Start of Passage shown
Overweight Homeless

Malnutrition continues to be a problem for people living without stable homes, but it is beginning to be accompanied by obesity.

Jun 6, 2012
Edyta Zielinska

WIKIMEDIA COMMONS, MATTHEW WOITUNSKI

Obesity may be the new face of malnutrition in the United States. Out of a pool of more than 5,600 homeless people seen by doctors in the Boston area between 2007 and 2008, 60 percent were overweight or obese, according to a study published in the Journal of Urban Health. Only 1.6 percent of those seen were underweight.

While malnutrition has been linked to obesity before in what’s called the hunger-obesity paradox, whether that extended to the poorest in our society was unknown. “You can buy calories very cheaply, but it’s hard to buy nutrition cheaply,” Andrew Rundle, a Columbia University obesity researcher told Wired Science.
End of Passage shown
Start of Source data
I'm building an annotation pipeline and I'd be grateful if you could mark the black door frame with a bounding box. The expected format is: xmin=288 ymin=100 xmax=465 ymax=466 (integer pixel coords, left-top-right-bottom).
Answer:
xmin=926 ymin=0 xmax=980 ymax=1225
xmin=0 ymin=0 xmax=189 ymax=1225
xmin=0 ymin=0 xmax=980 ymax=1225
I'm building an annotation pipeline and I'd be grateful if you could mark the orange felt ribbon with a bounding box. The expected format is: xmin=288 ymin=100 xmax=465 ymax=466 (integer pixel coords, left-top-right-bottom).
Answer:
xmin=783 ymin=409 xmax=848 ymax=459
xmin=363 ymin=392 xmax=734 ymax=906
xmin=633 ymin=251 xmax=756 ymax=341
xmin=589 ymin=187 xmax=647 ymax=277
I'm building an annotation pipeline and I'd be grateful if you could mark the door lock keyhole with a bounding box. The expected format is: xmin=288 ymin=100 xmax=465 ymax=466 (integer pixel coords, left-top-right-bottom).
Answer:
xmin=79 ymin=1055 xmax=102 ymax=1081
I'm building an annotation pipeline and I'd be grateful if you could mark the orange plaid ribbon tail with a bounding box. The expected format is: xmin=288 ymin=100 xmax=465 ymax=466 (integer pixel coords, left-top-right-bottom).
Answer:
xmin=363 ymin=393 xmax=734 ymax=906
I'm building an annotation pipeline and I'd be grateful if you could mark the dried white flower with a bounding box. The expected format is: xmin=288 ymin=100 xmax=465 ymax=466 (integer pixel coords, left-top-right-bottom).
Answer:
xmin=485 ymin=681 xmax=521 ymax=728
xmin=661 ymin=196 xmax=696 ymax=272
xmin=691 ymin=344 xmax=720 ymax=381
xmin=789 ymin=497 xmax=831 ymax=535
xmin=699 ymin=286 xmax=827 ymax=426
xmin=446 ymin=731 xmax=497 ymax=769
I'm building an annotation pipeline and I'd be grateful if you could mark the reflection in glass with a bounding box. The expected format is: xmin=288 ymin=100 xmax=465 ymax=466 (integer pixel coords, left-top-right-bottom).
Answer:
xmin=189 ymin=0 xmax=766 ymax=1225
End of Source data
**Required actions**
1) In the article on obesity among homeless people, rewrite the part from "Overweight Homeless" to "seen were underweight.", swapping "Boston area" for "Greater Boston".
2) Translate this sentence from the article on obesity among homeless people into Spanish: "Only 1.6 percent of those seen were underweight."
3) Pick up the article on obesity among homeless people after its last sentence and keep writing.
The data can be left aside.

**Answers to this exercise**
1)
Overweight Homeless

Malnutrition continues to be a problem for people living without stable homes, but it is beginning to be accompanied by obesity.

Jun 6, 2012
Edyta Zielinska

WIKIMEDIA COMMONS, MATTHEW WOITUNSKI

Obesity may be the new face of malnutrition in the United States. Out of a pool of more than 5,600 homeless people seen by doctors in the Greater Boston between 2007 and 2008, 60 percent were overweight or obese, according to a study published in the Journal of Urban Health. Only 1.6 percent of those seen were underweight.

2) Solo el 1,6 por ciento de las personas atendidas tenía bajo peso.

3)
If obesity, and the metabolic diseases that come with it, such as diabetes, continue to rise in the 3 million US homeless, it could present new challenges for society.  For example, needles required for insulin replacement treatments are not allowed in homeless shelters. “This is going to be a national issue,” the study’s co-author Jim O’Connell, also president of the Boston Health Care for the Homeless Program, told Wired.